Given passage:
+ + + + +

There is nothing futuristic about cyberspace. The virtual is so integral to collective and individual functioning that it’s become unremarkable, even mundane. So much of our daily connection takes place here that at times, it renders physical reality uncomfortable – cumbersome and anxiety-inducing in contrast to the comforting, self-determined digital spaces we inhabit.
This is why, for Michael Edward Miller, the real is radical. A childhood spent immersed in virtuality, especially video games, established these spaces as home. Here, self-expression was safer, and the voice, body and talent could be used to affect one’s environment in ways that didn’t feel possible in the “real world”. In the game, the constructed body avatar can affect and change itself and its surroundings, and action moves forward towards a clear goal. The game is more rewarding and less messy than the real world.
This is the source of Miller’s artistic focus on interactivity – perhaps the defining feature of his new site-specific installation, We were once here. By recreating this empowerment in meatspace, Miller brings liberation not only to the environment’s actual visitors, but to the past or interior self who existed most authentically online. The installation invites them out into materiality, where they can interact and connect while cocooned in the safety previously felt only virtually.

+ + + + +

Entries shown:
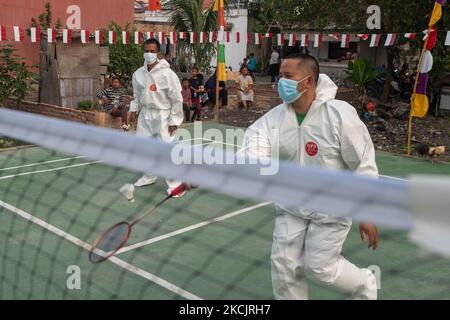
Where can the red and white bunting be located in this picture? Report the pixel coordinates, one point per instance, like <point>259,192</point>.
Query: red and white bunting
<point>280,39</point>
<point>318,40</point>
<point>363,36</point>
<point>390,39</point>
<point>2,33</point>
<point>345,41</point>
<point>35,34</point>
<point>51,35</point>
<point>19,34</point>
<point>375,40</point>
<point>112,37</point>
<point>292,40</point>
<point>202,37</point>
<point>84,36</point>
<point>67,36</point>
<point>98,37</point>
<point>173,37</point>
<point>410,35</point>
<point>192,37</point>
<point>304,40</point>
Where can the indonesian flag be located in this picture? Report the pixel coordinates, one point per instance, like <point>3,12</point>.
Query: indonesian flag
<point>125,37</point>
<point>410,35</point>
<point>258,39</point>
<point>292,40</point>
<point>84,36</point>
<point>51,35</point>
<point>112,37</point>
<point>345,41</point>
<point>390,39</point>
<point>363,36</point>
<point>192,37</point>
<point>67,36</point>
<point>173,37</point>
<point>203,37</point>
<point>318,40</point>
<point>305,40</point>
<point>35,34</point>
<point>19,34</point>
<point>374,40</point>
<point>98,37</point>
<point>2,33</point>
<point>137,37</point>
<point>447,39</point>
<point>280,39</point>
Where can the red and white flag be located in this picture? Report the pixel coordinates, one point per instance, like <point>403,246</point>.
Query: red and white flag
<point>375,40</point>
<point>363,36</point>
<point>192,37</point>
<point>292,40</point>
<point>84,35</point>
<point>98,37</point>
<point>51,35</point>
<point>35,34</point>
<point>345,41</point>
<point>173,37</point>
<point>304,40</point>
<point>2,33</point>
<point>112,37</point>
<point>280,39</point>
<point>447,39</point>
<point>390,39</point>
<point>318,40</point>
<point>202,37</point>
<point>67,36</point>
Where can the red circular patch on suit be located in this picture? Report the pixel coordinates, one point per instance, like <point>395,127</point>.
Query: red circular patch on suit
<point>312,148</point>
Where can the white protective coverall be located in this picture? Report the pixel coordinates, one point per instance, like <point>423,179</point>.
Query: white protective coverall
<point>158,100</point>
<point>307,243</point>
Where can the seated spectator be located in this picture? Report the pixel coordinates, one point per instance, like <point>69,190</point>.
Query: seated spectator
<point>244,85</point>
<point>114,101</point>
<point>210,87</point>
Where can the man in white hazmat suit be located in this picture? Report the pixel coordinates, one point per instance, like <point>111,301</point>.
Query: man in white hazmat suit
<point>158,100</point>
<point>312,128</point>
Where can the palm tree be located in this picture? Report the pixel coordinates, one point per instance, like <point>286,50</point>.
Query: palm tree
<point>192,16</point>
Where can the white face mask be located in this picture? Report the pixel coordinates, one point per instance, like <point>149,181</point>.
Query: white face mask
<point>150,57</point>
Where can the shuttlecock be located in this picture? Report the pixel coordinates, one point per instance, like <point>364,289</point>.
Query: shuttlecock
<point>128,191</point>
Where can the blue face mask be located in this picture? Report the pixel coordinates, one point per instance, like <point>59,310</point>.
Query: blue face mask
<point>287,90</point>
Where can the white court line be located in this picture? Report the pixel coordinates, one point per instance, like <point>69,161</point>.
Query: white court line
<point>193,227</point>
<point>125,265</point>
<point>48,170</point>
<point>39,163</point>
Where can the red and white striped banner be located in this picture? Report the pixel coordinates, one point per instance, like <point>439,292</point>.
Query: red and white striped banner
<point>35,34</point>
<point>98,37</point>
<point>51,35</point>
<point>304,40</point>
<point>2,33</point>
<point>292,40</point>
<point>318,40</point>
<point>375,40</point>
<point>345,41</point>
<point>84,36</point>
<point>67,36</point>
<point>192,37</point>
<point>390,39</point>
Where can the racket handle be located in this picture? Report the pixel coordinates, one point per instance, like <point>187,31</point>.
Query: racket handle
<point>181,188</point>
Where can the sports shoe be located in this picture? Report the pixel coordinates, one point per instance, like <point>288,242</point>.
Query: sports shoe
<point>145,181</point>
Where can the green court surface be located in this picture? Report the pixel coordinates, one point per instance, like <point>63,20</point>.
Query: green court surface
<point>49,211</point>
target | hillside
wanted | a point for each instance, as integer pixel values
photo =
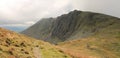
(75, 25)
(92, 47)
(14, 45)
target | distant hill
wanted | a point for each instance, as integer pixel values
(75, 25)
(14, 45)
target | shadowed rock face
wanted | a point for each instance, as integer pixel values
(76, 24)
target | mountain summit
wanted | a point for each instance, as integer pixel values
(75, 25)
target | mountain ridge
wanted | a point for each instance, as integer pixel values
(76, 24)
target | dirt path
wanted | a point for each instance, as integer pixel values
(37, 53)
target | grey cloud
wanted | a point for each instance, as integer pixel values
(22, 11)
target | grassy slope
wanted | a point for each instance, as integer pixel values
(13, 45)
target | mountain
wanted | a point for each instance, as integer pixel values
(75, 25)
(14, 45)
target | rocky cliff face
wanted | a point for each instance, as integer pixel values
(76, 24)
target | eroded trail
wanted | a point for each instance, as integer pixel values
(37, 53)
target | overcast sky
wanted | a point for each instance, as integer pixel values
(24, 13)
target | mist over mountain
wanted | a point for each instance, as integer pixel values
(74, 25)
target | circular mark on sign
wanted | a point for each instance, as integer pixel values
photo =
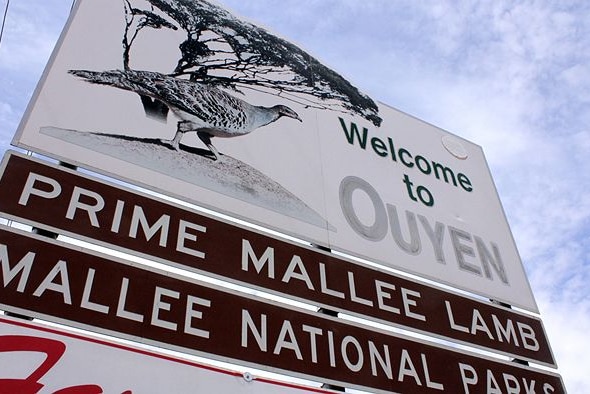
(454, 146)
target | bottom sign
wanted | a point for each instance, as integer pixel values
(74, 363)
(54, 281)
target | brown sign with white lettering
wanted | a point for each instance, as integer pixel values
(50, 280)
(68, 202)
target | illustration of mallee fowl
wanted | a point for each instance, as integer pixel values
(202, 108)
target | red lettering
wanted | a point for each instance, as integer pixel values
(53, 350)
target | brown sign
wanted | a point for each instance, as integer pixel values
(50, 280)
(68, 202)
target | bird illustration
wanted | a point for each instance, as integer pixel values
(201, 108)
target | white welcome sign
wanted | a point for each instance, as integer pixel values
(184, 98)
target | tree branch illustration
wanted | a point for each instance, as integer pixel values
(223, 50)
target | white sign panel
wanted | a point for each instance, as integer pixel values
(36, 358)
(185, 98)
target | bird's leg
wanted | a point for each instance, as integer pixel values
(206, 138)
(180, 130)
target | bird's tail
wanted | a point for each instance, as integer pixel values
(141, 82)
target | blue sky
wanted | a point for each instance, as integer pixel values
(511, 76)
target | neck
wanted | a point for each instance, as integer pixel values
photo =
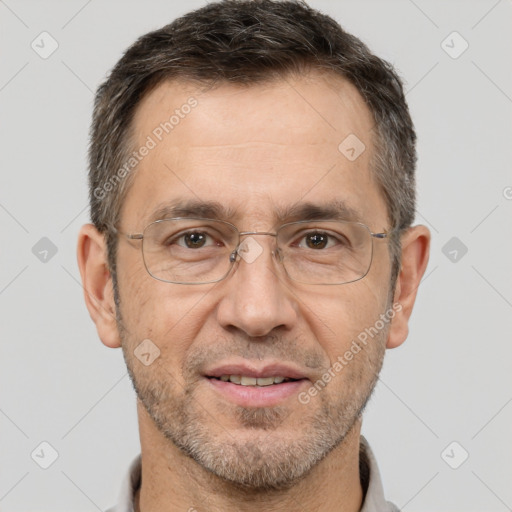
(172, 481)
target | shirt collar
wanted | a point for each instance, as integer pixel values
(374, 500)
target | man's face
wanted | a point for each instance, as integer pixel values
(255, 150)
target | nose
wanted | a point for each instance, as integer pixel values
(256, 298)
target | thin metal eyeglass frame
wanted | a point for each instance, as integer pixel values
(233, 255)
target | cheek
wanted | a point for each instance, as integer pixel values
(339, 318)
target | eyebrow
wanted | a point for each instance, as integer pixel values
(331, 210)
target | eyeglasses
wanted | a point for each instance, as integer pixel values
(200, 251)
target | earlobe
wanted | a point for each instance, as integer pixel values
(97, 284)
(415, 254)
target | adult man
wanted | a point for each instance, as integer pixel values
(252, 194)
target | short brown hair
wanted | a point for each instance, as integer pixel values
(246, 42)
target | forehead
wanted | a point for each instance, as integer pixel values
(258, 150)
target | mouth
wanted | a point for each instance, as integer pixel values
(249, 386)
(245, 380)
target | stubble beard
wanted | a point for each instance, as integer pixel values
(268, 461)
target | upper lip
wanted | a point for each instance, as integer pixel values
(257, 371)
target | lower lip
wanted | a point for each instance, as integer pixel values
(257, 396)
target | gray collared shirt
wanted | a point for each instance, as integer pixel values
(374, 500)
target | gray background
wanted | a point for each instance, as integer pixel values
(451, 381)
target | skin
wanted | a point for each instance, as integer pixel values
(254, 149)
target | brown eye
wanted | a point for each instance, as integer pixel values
(316, 240)
(194, 240)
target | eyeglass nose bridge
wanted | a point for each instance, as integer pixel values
(276, 253)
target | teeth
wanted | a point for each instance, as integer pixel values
(252, 381)
(265, 381)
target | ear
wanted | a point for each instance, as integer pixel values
(415, 253)
(97, 284)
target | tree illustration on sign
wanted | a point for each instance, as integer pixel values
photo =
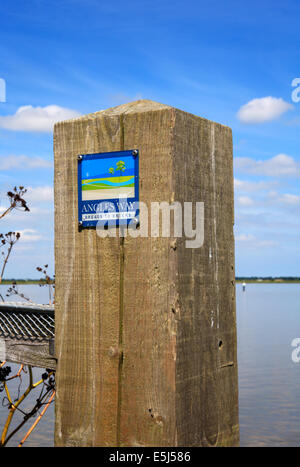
(121, 167)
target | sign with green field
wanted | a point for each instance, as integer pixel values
(107, 186)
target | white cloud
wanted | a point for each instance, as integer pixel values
(250, 186)
(280, 165)
(23, 162)
(39, 194)
(290, 199)
(254, 242)
(29, 235)
(263, 110)
(244, 201)
(40, 119)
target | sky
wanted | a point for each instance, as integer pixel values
(233, 62)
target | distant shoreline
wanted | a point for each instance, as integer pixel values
(24, 281)
(268, 281)
(238, 280)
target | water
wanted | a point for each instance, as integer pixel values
(268, 319)
(43, 434)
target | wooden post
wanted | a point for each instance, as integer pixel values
(145, 327)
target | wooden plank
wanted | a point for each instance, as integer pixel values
(145, 327)
(86, 297)
(34, 353)
(206, 363)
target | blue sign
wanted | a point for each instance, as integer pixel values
(108, 188)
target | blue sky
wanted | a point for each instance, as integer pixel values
(232, 62)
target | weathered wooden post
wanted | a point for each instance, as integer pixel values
(145, 327)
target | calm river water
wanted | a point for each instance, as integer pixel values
(268, 319)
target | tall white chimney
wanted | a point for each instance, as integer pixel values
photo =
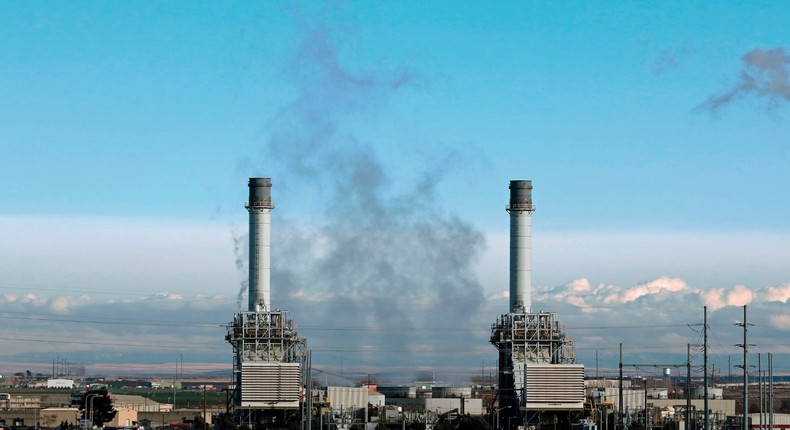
(520, 210)
(260, 208)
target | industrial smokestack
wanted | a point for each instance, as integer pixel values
(260, 208)
(520, 210)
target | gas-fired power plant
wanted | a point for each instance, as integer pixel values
(270, 365)
(537, 371)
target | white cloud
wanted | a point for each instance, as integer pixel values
(778, 294)
(781, 322)
(663, 285)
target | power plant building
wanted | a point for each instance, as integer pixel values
(270, 359)
(537, 372)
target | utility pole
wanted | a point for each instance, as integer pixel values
(745, 347)
(688, 386)
(760, 389)
(770, 391)
(620, 400)
(705, 359)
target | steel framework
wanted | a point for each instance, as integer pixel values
(268, 367)
(532, 339)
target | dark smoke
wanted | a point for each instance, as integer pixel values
(381, 268)
(764, 75)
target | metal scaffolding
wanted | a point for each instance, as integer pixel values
(268, 367)
(537, 370)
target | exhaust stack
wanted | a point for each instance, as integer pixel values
(520, 209)
(260, 207)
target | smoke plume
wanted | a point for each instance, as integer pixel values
(380, 268)
(764, 75)
(238, 253)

+ + + + +

What you need to do:
**a.** According to the passage about Michael Edward Miller's art, what is the title of his new site-specific installation?
**b.** Extend the passage about Michael Edward Miller's art past its last sentence.
The records have no connection to the passage about Michael Edward Miller's art.

Exercise results:
**a.** His new site-specific installation is titled We were once here.

**b.**
For Miller, 2020’s residency and exhibition at BAF presented a unique challenge. He may have always sought refuge in cyberspace – but this past year, so did the rest of us, more than ever before. Under the COVID-19 pandemic, virtual touch doesn’t just feel safer: it is safer. In many ways, our childlike fears of the world outside were confirmed this year. In this context, Miller had to find a way to create space for interconnection that contended with entirely new standards of safety.
We were once here is a stage – a blank space for its viewer to creatively project upon. Miller constructed it using two specialized types of paint with oppositional qualities, each amplifying and supporting the other. Black 3.0 absorbs light, creating a flattened, featureless surface that recedes infinitely away from the eye. LIT pigment does the opposite – it is a powerful light emitter, radiating back out the light that it absorbs into a luminescent neon glow.
The stage of We were once here is created by the tension between the two materials. Black 3.0 frames and pushes forward the clean glowing surface which seems to float on the gallery wall, inviting the viewer to mark it. This is the way that Miller has found for us to affect our surroundings safely – through light and shadow. A UV light in front of the installation blinks on and off, charging it with luminescence. As we pass in front of the wall, our bodies leave lingering traces that do things our physical bodies can’t – dance together, touch hands, hug our loved ones.
We were once here is an elusive and mysterious thing – a material space with qualities of the virtual. At the simplest level, it’s paint on a wall, and yet its aesthetic of clean lines, high contrast, and saturated tones is that of virtual, immaterial space, specifically the early Internet. Rather than appearing futuristic, the effect for Miller is nostalgia, calling up the vividly pixelated environments where he and many others of his generation felt so comfortable growing up.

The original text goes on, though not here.